* Petunjuk: Identifikasi lalu salin setiap baris data yang memuat kata "target"; perbedaan huruf besar dan kecil harus diperhatikan.
* * *
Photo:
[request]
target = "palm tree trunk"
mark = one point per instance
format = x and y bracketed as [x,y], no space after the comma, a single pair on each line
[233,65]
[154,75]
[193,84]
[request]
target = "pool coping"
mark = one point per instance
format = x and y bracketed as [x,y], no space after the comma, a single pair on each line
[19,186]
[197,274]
* * *
* Hasil Tugas:
target = "palm tree trunk"
target = "pool coping"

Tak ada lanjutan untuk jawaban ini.